Tugas Wajib a: Tuliskan setiap baris dalam daftar yang mengandung kata "green".

Kutipan:

* * * *

Jalan sempit
Sekali peristiwa,
Tuhan memperingatkan rakyat mengenai datangnya gemba bumi, yang akan
menghabiskan seluruh air yang ada di negeri ini.
Air yang
kemudian datang mengganti akan membuat setiap orang menjadi gila.
Hanya nabi
yang menanggapi Tuhan dengan serius. Ia mengusung air banyak-banyak ke dalam
guanya di gunung sehingga cukup kiranya sampai hari kematiannya.
Ternyata benar.
Gempa bumi sungguh terjadi. Air menghilang dan air yang baru mengisi parit,
sungai, danau dan kolam. Beberapa bulan kemudian sang nabi turun ke lembah
untuk melihat apa yang telah terjadi. Memang, semua orang telah menjadi gila. Mereka
menyerang dan tidak memperdulikannya. Mereka semua yakin justru dirinyalah yang sudah menjadi gila.
Maka nabi
pulang ke guanya di gunung. Ia senang bahwa ia masih menyimpan banyak air. Tetapi
lama-kelamaan ia merasakan kesepian yang tak tertahankan lagi. Ia ingin sekali
bergaul dengan sesama manusia. maka ia turun ke bawah lagi. Sekali lagi ia
diusir oleh penduduk karena ia begitu berbeda dari mereka semua.

* * * *

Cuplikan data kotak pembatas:
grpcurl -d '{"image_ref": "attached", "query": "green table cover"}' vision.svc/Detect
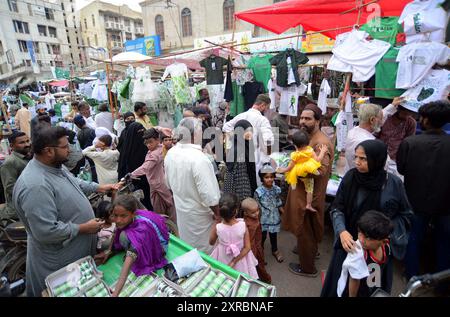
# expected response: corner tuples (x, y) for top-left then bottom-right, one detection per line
(98, 235), (241, 286)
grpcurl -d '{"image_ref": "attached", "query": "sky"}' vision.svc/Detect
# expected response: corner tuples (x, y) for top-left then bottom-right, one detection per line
(75, 0), (143, 12)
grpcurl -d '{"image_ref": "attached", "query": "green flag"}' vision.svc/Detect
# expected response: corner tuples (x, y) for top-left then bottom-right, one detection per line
(55, 67), (70, 79)
(19, 94), (35, 107)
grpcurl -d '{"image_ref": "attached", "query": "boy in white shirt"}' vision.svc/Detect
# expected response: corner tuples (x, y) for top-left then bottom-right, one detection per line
(337, 210), (394, 297)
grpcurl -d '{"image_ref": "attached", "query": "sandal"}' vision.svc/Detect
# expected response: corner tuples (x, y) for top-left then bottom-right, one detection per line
(272, 251), (284, 263)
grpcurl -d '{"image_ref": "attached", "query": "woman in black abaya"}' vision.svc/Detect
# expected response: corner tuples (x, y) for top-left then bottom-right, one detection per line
(118, 122), (153, 210)
(321, 140), (412, 297)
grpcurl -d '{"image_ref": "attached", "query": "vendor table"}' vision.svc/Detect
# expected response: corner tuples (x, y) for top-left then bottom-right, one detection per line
(98, 235), (242, 286)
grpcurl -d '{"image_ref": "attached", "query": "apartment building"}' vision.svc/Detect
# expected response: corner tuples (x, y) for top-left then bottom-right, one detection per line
(139, 0), (290, 51)
(79, 0), (144, 50)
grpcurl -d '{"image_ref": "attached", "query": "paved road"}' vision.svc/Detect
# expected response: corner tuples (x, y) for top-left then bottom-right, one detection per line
(264, 225), (405, 297)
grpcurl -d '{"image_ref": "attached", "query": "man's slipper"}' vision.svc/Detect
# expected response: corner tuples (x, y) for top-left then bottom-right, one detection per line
(289, 263), (319, 277)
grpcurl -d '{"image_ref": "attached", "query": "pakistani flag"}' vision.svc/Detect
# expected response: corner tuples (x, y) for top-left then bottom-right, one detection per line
(53, 67), (70, 79)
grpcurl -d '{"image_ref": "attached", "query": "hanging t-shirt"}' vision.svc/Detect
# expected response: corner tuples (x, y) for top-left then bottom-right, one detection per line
(247, 55), (274, 92)
(395, 42), (450, 89)
(402, 69), (450, 112)
(317, 78), (331, 113)
(286, 56), (295, 85)
(327, 30), (391, 82)
(230, 81), (245, 117)
(360, 17), (403, 45)
(242, 81), (264, 110)
(161, 63), (192, 104)
(200, 55), (228, 85)
(375, 47), (405, 99)
(278, 83), (308, 117)
(267, 78), (281, 110)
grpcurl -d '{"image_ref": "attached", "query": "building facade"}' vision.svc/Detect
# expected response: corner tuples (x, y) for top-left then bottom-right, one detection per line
(139, 0), (290, 51)
(79, 0), (144, 56)
(0, 0), (71, 83)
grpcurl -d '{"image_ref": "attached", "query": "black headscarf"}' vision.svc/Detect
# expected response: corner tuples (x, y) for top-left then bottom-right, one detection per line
(227, 120), (258, 192)
(336, 140), (387, 235)
(118, 122), (148, 179)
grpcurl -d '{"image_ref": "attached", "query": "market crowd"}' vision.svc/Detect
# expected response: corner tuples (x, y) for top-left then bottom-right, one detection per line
(0, 86), (450, 296)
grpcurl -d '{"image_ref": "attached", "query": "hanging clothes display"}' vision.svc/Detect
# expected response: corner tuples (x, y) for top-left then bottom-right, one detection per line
(131, 66), (158, 112)
(359, 17), (403, 45)
(247, 54), (273, 93)
(327, 30), (391, 82)
(278, 83), (308, 117)
(270, 48), (309, 87)
(200, 55), (228, 85)
(402, 69), (450, 112)
(161, 63), (193, 104)
(267, 78), (281, 110)
(317, 78), (331, 114)
(398, 0), (448, 44)
(242, 81), (264, 111)
(395, 42), (450, 89)
(375, 47), (405, 99)
(223, 57), (234, 102)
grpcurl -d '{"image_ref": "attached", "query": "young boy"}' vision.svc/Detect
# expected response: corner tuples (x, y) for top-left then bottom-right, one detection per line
(337, 210), (394, 297)
(241, 198), (272, 284)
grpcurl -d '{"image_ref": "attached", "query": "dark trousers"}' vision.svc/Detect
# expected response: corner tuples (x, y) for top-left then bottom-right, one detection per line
(405, 214), (450, 278)
(262, 231), (278, 253)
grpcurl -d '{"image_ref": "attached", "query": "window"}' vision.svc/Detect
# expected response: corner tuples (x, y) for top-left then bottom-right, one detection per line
(17, 40), (28, 53)
(155, 14), (164, 41)
(223, 0), (234, 31)
(13, 20), (30, 34)
(8, 0), (19, 12)
(48, 26), (56, 37)
(181, 8), (192, 37)
(45, 8), (55, 20)
(38, 24), (47, 36)
(52, 44), (61, 55)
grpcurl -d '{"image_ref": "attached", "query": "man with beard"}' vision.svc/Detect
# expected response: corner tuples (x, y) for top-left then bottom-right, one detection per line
(13, 127), (118, 296)
(282, 104), (334, 277)
(0, 132), (32, 220)
(222, 94), (274, 185)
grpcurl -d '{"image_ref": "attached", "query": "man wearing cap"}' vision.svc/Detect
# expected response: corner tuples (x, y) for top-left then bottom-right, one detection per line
(282, 104), (334, 277)
(14, 102), (31, 137)
(222, 94), (275, 184)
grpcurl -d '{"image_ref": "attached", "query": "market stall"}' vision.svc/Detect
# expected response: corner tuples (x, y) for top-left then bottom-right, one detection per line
(46, 235), (276, 297)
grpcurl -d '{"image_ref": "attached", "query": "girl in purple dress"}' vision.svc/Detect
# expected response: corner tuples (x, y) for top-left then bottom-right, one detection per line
(107, 195), (169, 296)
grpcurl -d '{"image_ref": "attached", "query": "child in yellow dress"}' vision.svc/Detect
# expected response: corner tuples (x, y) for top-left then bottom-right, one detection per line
(277, 131), (328, 212)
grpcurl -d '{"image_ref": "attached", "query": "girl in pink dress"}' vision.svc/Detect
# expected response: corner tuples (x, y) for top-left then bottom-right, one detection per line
(209, 193), (258, 279)
(131, 128), (176, 222)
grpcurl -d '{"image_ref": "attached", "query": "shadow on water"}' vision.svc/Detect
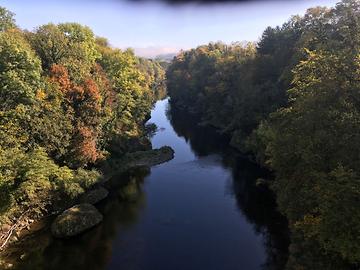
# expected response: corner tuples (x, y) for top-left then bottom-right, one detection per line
(3, 100), (288, 270)
(166, 105), (290, 269)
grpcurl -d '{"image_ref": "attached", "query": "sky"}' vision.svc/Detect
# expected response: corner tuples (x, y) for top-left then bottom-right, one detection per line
(0, 0), (338, 57)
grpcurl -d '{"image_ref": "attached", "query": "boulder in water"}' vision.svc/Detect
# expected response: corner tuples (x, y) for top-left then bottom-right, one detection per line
(80, 187), (109, 204)
(51, 203), (103, 238)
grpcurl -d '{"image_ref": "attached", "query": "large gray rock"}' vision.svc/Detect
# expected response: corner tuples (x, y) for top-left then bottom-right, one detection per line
(80, 187), (109, 204)
(51, 203), (103, 238)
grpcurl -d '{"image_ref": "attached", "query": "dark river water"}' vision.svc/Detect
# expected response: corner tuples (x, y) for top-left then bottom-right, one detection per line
(2, 99), (287, 270)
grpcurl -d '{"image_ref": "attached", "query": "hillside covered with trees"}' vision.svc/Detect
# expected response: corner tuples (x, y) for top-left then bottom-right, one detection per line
(0, 8), (165, 243)
(167, 0), (360, 269)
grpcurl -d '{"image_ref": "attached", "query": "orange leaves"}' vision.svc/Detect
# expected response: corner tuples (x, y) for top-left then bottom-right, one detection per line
(50, 65), (71, 93)
(50, 65), (102, 167)
(73, 126), (102, 165)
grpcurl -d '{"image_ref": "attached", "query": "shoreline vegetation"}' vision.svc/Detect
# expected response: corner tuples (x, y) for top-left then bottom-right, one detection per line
(0, 7), (173, 253)
(166, 0), (360, 270)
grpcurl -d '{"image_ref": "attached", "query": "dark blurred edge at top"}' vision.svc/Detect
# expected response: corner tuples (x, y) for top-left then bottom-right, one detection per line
(126, 0), (298, 5)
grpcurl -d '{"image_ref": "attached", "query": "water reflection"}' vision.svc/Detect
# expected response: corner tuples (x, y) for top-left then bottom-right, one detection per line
(0, 100), (287, 270)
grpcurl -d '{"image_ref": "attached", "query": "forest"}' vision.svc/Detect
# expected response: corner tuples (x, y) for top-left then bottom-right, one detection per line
(166, 0), (360, 269)
(0, 5), (165, 247)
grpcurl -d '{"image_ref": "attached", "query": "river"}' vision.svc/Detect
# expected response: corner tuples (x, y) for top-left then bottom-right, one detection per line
(2, 99), (287, 270)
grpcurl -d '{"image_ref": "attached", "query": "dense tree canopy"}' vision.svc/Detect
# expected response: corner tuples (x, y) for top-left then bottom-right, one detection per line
(0, 8), (164, 230)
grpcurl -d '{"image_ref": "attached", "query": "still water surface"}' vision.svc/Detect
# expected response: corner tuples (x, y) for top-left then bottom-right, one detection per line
(4, 99), (287, 270)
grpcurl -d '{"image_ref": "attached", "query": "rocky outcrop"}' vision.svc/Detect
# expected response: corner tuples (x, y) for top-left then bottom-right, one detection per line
(51, 203), (103, 238)
(126, 146), (174, 168)
(79, 187), (109, 204)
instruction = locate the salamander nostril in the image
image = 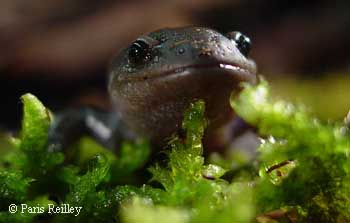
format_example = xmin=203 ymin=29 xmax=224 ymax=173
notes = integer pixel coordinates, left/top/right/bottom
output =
xmin=226 ymin=31 xmax=252 ymax=56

* * * *

Tugas Wajib b: Dalam kutipan tentang nabi dan air, mengapa nabi meninggalkan guanya dan turun untuk kedua kalinya?

Jawaban Lengkap a:
grpcurl -d '{"image_ref": "attached", "query": "green table cover"}' vision.svc/Detect
grpcurl -d '{"image_ref": "attached", "query": "green flag"}' vision.svc/Detect

Jawaban Lengkap b: Lama-kelamaan nabi merasakan kesepian yang tak tertahankan lagi. Ia ingin sekali bergaul dengan sesama manusia, jadi ia turun lagi.